[Box-labeled dataset extracts]
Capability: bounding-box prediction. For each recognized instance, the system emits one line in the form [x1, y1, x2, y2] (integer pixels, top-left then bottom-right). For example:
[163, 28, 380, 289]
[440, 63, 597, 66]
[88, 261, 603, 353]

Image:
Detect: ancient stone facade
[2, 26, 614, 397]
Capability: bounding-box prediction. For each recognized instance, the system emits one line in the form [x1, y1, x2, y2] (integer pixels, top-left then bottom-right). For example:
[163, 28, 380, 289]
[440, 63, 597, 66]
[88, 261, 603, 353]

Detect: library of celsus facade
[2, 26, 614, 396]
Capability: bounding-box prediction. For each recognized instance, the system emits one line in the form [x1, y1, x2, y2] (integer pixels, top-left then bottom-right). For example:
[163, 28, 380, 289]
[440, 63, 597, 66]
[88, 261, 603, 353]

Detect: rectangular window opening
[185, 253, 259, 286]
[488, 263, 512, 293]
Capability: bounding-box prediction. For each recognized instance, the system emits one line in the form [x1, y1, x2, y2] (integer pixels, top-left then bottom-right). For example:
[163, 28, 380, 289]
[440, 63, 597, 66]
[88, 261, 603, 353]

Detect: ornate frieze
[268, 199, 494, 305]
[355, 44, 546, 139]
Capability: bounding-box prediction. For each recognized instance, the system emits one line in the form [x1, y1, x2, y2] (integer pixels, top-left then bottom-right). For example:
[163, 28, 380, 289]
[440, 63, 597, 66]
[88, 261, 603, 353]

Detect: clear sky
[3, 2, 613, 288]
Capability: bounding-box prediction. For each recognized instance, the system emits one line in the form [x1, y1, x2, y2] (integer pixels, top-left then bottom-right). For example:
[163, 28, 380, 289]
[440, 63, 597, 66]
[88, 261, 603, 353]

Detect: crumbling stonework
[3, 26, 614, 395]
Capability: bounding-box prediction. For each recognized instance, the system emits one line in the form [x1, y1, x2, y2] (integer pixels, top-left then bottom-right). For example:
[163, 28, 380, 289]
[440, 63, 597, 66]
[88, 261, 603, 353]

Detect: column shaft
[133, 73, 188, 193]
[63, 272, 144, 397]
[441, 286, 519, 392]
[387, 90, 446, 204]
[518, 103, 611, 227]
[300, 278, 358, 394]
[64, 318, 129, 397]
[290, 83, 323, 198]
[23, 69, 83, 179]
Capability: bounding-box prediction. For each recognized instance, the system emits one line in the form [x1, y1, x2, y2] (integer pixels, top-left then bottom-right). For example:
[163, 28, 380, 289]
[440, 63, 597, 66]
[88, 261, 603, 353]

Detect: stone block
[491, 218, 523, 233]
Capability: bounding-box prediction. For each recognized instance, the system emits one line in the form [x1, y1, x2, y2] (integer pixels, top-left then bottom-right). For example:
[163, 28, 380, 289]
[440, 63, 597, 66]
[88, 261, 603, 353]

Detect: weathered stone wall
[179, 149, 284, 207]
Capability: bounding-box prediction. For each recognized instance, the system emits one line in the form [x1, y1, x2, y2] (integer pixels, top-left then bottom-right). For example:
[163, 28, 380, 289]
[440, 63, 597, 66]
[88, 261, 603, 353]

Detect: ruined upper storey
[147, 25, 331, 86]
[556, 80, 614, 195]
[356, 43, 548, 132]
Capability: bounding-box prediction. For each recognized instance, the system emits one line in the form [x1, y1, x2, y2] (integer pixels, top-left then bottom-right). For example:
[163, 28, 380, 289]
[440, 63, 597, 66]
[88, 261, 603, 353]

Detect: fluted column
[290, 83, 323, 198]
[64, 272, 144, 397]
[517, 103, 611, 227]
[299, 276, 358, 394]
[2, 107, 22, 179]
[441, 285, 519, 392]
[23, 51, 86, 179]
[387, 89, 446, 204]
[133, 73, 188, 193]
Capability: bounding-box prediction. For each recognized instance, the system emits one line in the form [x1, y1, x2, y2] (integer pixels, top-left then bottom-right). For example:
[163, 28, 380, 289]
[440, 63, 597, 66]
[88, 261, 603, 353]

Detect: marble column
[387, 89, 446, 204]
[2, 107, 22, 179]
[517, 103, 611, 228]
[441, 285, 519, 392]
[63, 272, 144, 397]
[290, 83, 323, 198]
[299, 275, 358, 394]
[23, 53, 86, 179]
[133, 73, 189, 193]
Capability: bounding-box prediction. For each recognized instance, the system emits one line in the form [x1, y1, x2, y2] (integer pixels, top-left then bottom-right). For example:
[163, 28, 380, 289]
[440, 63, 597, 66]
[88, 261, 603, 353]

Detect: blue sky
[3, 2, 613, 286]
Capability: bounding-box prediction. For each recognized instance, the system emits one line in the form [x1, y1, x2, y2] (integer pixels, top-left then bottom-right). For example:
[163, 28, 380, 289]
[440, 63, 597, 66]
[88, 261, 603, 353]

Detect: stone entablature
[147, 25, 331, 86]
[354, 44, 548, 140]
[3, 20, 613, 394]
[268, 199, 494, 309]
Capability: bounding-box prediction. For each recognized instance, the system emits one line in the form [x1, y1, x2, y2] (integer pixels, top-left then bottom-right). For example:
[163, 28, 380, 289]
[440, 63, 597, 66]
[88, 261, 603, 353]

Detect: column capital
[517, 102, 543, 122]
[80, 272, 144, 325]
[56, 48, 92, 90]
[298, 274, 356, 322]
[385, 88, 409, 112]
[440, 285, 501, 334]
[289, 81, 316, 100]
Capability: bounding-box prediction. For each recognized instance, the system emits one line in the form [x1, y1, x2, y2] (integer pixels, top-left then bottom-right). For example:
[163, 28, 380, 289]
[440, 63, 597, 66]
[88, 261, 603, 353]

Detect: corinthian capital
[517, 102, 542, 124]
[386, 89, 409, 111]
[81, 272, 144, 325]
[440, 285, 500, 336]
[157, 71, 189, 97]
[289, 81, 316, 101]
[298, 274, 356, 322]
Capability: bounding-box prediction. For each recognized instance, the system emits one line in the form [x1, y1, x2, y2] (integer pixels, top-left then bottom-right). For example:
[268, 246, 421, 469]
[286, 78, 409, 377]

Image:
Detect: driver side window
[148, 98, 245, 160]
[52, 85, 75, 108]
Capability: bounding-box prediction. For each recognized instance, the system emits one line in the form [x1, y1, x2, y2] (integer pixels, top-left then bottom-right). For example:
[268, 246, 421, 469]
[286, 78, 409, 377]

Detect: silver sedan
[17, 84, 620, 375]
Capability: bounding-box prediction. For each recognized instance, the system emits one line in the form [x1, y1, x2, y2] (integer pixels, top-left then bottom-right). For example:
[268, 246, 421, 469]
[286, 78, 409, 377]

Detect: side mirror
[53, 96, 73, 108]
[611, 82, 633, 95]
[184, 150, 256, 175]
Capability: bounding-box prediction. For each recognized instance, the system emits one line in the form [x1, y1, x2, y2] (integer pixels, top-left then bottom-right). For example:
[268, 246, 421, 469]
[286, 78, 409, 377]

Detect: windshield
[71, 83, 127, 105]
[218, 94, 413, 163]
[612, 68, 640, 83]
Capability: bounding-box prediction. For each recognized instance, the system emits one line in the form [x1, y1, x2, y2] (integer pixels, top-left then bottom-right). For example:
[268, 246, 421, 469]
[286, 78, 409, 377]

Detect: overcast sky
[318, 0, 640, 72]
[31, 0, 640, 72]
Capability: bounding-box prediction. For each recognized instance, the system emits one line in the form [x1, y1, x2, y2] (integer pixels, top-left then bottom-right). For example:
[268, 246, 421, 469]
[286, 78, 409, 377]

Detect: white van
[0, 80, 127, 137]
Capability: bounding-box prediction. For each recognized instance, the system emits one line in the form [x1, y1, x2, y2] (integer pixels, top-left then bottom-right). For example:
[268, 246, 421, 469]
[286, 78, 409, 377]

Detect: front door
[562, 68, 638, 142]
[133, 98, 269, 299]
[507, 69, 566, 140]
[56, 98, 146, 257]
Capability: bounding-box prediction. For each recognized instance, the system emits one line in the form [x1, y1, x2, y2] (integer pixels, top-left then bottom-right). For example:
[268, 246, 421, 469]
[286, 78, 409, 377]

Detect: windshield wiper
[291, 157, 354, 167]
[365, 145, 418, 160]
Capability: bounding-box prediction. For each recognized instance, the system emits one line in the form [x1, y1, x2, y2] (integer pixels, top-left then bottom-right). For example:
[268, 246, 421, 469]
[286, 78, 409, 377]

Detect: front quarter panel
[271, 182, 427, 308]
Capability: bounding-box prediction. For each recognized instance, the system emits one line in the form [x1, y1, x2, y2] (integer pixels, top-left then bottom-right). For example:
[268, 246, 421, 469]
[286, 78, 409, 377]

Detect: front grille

### Given task
Please copy everything from the start of the listing down to the line containing "[2, 26, 614, 396]", swapping "Detect" for "Locate" and leaving all else unchanged.

### Problem solution
Capability: bounding-box prediction. For each recognized instance, the system emits one line in the form [x1, y1, x2, y2] (integer pixels, top-left then bottom-right). For example:
[163, 28, 380, 289]
[440, 63, 597, 66]
[88, 261, 603, 353]

Image:
Locate: ancient stone facade
[2, 26, 614, 397]
Capability: bounding-box prediction. For each recognized instance, the system emits one line in the form [x1, y1, x2, y2] (integer pixels, top-left then bottom-right). For example:
[163, 28, 380, 289]
[440, 63, 597, 66]
[88, 261, 603, 353]

Locate: library of celsus facade
[2, 26, 614, 396]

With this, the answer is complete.